#### Try it
Make an exact copy of the listing below.

━━ Dataset entries

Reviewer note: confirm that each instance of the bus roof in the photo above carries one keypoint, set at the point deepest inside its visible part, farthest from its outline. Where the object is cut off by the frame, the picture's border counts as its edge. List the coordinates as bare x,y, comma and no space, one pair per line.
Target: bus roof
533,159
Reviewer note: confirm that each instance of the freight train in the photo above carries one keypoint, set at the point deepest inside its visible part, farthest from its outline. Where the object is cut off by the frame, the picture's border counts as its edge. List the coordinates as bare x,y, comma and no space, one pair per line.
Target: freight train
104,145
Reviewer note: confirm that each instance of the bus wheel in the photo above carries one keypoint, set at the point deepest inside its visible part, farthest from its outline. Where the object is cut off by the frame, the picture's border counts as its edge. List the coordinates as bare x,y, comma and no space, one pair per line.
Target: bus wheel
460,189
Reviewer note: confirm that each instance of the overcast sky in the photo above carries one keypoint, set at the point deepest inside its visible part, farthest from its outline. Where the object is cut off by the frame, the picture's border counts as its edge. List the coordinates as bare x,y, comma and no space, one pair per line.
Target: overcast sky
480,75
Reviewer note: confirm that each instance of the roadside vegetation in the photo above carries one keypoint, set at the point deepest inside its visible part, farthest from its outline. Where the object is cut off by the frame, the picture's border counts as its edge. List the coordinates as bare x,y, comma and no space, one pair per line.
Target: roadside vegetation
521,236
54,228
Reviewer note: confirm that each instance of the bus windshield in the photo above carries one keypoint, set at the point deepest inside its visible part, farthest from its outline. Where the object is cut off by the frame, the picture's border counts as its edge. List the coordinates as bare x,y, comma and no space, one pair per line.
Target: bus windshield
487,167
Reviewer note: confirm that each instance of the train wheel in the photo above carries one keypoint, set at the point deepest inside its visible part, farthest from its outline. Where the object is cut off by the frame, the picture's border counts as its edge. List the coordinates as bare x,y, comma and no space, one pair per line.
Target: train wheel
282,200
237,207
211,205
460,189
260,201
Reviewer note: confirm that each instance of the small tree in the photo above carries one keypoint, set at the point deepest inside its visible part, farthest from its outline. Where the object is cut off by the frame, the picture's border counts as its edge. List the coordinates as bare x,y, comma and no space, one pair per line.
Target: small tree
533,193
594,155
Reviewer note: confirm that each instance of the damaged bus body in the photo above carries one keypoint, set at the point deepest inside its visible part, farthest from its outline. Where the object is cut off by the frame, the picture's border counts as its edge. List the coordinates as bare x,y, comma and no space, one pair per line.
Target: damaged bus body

━━━━

#### Response to the exercise
Reviewer note: confirm that each instance of the bus roof in the photo above carries one keypoint, set at the point deepest inside its visible part, farthest from its outline. Where the object is cut off by the frame, the picture's border counts as its edge. List the coordinates as bare x,y, comma and no space, one pair per line.
Target: bus roof
533,159
Reviewer note: confirm that each instance of the freight train in the photo above carries one keypoint, set at the point deepest inside its visible part, farthest from its outline. Where the object is cut off by the frame, the picture's border counts as its edge. List the coordinates as bare x,y, comma and no space, one pair per line.
Target: freight train
104,145
Reviewer note: confirm that each instance of the bus wheel in the photo above carries one keypoint, set at the point deepest inside its visible part, farthest from its outline. Where the object is cut off by the frame, the picture's border counts as its edge. List the coordinates as bare x,y, comma and no space, one pair per line.
Target: bus wheel
460,189
Reviewer note: confirm that each instance of the overcast sky in the photo above carries one keypoint, set at the point deepest inside its visible part, farthest from its outline. Where the object is cut off by the frame, the picture's border counts as its edge. List the coordinates as bare x,y, comma and no space, one pair per line.
Target: overcast sky
480,75
Reviewer note: confirm that each instance of the roadside vegetation in the photo above carries one keypoint, set at the point deepest inside its visible part, farthest from its outline. Where the object is cut off by the frame, the picture's border counts as its edge. List the coordinates as bare x,y, comma and no space, one pair per line.
Target: roadside vegetation
521,236
54,228
Reviewer note: confirm that each instance of the bus windshield in the photo above carries one keypoint, set at the point deepest inside its visible part, farthest from its outline. Where the object is cut off by the frame, the picture's border counts as its edge. List the coordinates as bare x,y, comma and no space, one pair per line.
Target: bus windshield
487,167
Reviewer note: confirm that each instance of the train wheel in the photo above carries one keypoint, set at the point deepest inside its visible part, farthest from its outline. Where the object is cut off by the frame, the picture's border counts as its edge. List the coordinates as bare x,y, comma and no space, one pair per line.
Target: train wheel
282,200
237,207
211,205
460,189
260,201
Reviewer note: confirm that each instance of the small tree in the photo above carries one keypoint, set at the point deepest inside its visible part, farthest from its outline. Where the object is cut off by the frame, the picture's border counts as its edge. List the coordinates as bare x,y, comma and no space, one pair per line.
Target: small tree
533,193
594,155
Reviewer note: confirm that each instance of the damaged bus body in the photo above carries one keypoint, set at the point deepest inside its visible part, farthest from its outline. Where the object is cut off by the frame, the picture's border counts as its edge. List the coordinates as bare x,y, comma and no space, one pair per line.
Target: damaged bus body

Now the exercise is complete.